In the article below about the FDA's Ebola treatment decision, quote the part that opens with the words containing "The institute presented" and closes with "2014. Both recovered.", word for word.

PASSAGE SHOWN
-------

Group Seekss Explanation for FDA’s Speedy Ebola Treatment Decision
A libertarian advocacy group that backs right-to-try laws pressed the FDA in federal court to release information about the agency’s “incredibly expeditious” decision to authorize the treatment of two Ebola patients with an unapproved drug.
The group, the Goldwater Institute, promotes right-to-try legislation via its website righttotry.org and it supports access by terminally ill patients to experimental drugs that may be short of full FDA approval. In the Ebola case, the institute says it is seeking to “bring transparency” to the process by which the FDA authorizes the use of those drugs.
The institute presented an oral argument in the U.S. District Court in Arizona on why the FDA should provide the decision records, which the institute asked for in a Freedom of Information Act request in 2014. The FDA denied the request, and the institute sued to force production of the information.
The Ebola case centers on the treatment of two American aid workers who returned from West Africa after contracting Ebola and were administered the monoclonal antibody cocktail ZMapp in 2014. Both recovered.
Zmapp is an investigational drug from Mapp Biopharmaceuticals that has not been approved by the FDA. It is currently offered to Ebola patients through expanded-access protocols at sites in the U.S. and West Africa, the company says.

-------

EXCERPTED RECORDS

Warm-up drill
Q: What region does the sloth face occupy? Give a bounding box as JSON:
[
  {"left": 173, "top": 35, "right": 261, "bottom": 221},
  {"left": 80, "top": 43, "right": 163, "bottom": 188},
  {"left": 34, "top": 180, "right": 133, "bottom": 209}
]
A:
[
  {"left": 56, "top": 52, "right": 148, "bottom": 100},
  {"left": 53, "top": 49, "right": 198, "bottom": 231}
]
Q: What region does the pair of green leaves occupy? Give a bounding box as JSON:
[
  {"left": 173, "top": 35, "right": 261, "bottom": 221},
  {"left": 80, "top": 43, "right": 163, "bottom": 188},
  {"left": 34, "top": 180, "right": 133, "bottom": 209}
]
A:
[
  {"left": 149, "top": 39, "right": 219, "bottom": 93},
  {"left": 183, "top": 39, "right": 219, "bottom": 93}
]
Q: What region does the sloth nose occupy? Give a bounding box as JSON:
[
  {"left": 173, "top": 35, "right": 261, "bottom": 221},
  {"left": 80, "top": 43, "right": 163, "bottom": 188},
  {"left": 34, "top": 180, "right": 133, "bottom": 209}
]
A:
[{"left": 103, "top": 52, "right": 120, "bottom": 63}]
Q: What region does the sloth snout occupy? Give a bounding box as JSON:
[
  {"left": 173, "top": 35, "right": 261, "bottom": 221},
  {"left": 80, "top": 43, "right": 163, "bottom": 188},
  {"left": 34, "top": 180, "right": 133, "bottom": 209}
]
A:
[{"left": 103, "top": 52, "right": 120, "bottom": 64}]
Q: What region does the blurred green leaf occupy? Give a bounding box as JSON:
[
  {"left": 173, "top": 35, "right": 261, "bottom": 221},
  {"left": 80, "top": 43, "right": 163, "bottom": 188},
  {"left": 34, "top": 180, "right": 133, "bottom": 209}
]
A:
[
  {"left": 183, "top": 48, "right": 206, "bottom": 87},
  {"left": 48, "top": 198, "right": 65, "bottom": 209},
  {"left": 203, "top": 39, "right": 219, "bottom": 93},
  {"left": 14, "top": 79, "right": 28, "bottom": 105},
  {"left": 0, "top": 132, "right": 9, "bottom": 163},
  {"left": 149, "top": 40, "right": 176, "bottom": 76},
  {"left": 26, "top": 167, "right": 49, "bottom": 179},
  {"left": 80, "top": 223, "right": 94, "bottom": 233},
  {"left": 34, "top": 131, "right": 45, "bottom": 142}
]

-------

RESULT OF THE EXERCISE
The institute presented an oral argument in the U.S. District Court in Arizona on why the FDA should provide the decision records, which the institute asked for in a Freedom of Information Act request in 2014. The FDA denied the request, and the institute sued to force production of the information.
The Ebola case centers on the treatment of two American aid workers who returned from West Africa after contracting Ebola and were administered the monoclonal antibody cocktail ZMapp in 2014. Both recovered.